Continue the whiplash passage below, starting right after its final sentence about recovery time.

## [Passage for review]
★ ★ ★ ★ ★ ★ ★

Common signs and symptoms of whiplash
- Neck pain and stiffness
- Worsening of pain with neck movement
- Loss of range of motion in the neck
- Headaches, most often starting at the base of the skull
- Tenderness or pain in shoulder, upper back or arms
- Tingling or numbness in the arms
Some people also experience:
- Blurred vision
- Ringing in the ears (tinnitus)
- Sleep disturbances
- Difficulty concentrating
- Memory problems
It is always a good idea to get medical attention after any trauma, especially an auto accident that may seem minor. This especially holds true with whiplash because whiplash can take up to 24 hours to materialize. Thus, you do not want to wait until it is so severe that you cannot function. You should seek treatment immediately after an accident or trauma if you have any of the symptoms at the scene of the trauma. If you decide to reject treatment at the scene, seek medical attention if you start to experience any of the symptoms. Another reason to seek medical attention for whiplash is because these symptoms can represent many medical ailments. Thus, you may seek treatment for whiplash and find out there is something else that needs attention. Take whiplash seriously and get your doctor’s help if you think you have the injury.
Whiplash Examination May Include:
- The range of motion in your neck and shoulders
- The degree of motion that causes pain or an increase in pain
- Tenderness in the neck, shoulders or back
- Reflexes, strength and sensation in your limbs
- X-Rays can to identify fractures, dislocations or arthritis
- Cat Scan can reveal bone damage
- MRI to detect soft tissue injuries such as damage to the spinal cord, disks, or ligaments
Curing whiplash can take time and effort, depending on the type of injury and its severity. Immediate treatments may include pain medication for the pain and some sort of immobilization of the neck area to reduce the risk of further injury. More long-term approaches include some of the treatments listed below. However, it is important to note that the long-term recovery could take months. But, this all depends on the severity of the injury and the person involved; there is no set standard time for recovery.

★ ★ ★ ★ ★ ★ ★

## [Given entries]
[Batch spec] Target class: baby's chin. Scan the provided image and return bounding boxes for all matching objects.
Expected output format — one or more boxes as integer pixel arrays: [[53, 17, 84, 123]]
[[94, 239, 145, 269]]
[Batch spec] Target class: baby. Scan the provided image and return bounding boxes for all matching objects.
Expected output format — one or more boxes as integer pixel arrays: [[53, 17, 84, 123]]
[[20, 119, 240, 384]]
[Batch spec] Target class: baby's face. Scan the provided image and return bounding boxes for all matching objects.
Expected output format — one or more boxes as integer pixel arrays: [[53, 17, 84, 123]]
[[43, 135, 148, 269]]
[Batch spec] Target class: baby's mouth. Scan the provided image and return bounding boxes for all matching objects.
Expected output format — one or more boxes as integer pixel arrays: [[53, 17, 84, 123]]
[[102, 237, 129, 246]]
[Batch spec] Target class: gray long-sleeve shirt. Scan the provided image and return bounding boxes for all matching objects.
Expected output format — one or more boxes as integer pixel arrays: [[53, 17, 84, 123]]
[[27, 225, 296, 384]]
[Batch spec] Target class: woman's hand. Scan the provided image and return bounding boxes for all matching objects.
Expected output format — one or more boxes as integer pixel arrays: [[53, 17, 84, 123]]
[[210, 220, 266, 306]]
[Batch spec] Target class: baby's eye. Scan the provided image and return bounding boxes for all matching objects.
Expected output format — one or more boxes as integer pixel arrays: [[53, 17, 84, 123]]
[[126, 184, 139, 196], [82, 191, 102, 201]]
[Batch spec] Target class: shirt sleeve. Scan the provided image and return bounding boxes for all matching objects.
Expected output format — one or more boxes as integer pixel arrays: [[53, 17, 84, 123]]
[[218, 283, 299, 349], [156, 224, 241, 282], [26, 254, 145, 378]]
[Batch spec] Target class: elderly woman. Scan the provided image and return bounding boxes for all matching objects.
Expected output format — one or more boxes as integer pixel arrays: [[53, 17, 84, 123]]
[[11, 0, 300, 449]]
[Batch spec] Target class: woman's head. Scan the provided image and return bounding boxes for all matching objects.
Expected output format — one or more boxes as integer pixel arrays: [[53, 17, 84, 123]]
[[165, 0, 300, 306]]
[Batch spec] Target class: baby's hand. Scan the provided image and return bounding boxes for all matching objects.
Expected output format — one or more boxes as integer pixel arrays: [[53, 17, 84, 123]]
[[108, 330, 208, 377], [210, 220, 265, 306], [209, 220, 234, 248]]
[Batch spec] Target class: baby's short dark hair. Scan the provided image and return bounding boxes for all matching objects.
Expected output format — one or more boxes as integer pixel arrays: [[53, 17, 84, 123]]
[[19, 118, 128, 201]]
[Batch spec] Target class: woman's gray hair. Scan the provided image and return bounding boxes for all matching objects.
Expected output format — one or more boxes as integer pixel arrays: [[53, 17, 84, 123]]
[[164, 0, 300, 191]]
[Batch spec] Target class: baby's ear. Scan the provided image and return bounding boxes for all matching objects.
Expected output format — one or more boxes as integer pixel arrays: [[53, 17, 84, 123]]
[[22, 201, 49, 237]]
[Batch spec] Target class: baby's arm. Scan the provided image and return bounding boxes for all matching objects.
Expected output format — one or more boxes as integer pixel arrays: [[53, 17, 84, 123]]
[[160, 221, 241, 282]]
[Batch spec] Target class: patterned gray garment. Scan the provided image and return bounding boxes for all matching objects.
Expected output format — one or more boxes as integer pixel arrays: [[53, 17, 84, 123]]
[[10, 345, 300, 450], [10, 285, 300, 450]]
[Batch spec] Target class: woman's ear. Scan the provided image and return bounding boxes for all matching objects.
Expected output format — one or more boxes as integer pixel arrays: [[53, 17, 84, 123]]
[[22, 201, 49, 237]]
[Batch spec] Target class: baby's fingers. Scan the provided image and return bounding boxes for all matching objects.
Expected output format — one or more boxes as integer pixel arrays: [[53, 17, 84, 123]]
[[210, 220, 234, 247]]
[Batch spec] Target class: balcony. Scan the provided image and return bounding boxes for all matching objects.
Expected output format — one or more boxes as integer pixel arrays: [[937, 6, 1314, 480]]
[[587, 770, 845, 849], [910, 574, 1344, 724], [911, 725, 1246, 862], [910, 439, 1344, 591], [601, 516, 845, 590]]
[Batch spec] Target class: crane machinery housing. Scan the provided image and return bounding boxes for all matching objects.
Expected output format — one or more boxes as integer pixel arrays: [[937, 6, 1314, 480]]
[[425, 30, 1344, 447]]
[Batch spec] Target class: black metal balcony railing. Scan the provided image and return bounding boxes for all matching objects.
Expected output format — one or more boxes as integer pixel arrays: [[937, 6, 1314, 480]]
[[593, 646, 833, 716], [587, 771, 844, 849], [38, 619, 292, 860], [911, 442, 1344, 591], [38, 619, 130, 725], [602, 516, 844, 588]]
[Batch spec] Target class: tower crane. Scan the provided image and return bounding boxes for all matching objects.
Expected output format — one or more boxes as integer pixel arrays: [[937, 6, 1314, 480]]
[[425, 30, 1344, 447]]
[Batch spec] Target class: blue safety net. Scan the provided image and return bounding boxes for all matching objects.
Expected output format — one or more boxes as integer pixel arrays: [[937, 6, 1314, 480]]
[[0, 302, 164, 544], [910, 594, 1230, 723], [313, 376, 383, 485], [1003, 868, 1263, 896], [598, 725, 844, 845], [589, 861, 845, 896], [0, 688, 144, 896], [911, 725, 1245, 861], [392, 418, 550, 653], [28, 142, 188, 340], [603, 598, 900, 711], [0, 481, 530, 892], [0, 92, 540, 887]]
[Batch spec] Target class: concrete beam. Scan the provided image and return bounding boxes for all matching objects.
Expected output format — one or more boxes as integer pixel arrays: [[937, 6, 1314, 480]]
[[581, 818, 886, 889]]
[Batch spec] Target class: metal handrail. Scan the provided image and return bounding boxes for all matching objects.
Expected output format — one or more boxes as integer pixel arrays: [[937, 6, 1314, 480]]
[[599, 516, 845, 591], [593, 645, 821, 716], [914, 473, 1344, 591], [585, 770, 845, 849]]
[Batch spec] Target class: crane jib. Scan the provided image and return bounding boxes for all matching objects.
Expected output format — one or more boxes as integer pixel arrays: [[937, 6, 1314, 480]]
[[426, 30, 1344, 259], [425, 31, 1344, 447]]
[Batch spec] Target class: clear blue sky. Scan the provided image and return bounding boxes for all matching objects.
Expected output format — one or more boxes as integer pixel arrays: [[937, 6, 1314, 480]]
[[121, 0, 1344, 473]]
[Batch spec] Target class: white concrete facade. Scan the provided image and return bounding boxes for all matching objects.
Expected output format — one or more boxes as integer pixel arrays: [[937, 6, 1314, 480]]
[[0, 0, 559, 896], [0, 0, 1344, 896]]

★ ★ ★ ★ ★ ★ ★

## [Result]
Treatments for Whiplash
- Ice or Heat
- Over the Counter or Prescription Pain Medication
- Muscle Relaxers
- Injections for pain management
In addition to these treatments, other options will help heal the injury. These include neck exercises, physical therapy, and foam collar. However, foam collars are not recommended for long periods of time because they can cause weakening of the neck muscles. Foam collars may be prescribed for a few hours at a time to immobilize the neck letting it rest and reduce further injury from movement of it.
The next time you here someone use the term whiplash in jest, you can correct them and educated them on the seriousness of the injury. Caused by trauma, including auto accidents, whiplash is a jolting movement of the neck back and forth. It should be treated immediately to gain medical documents should you choose to seek legal actions. And, a medical professional should diagnose it to find and eliminate the cause and treat any other secondary injuries caused as a result of the whiplash. In addition, treatment may vary depending on severity of the injury, with treatment options ranging from medication all the way to physical therapy. Whiplash is an injury that should be treated with respect and taken seriously.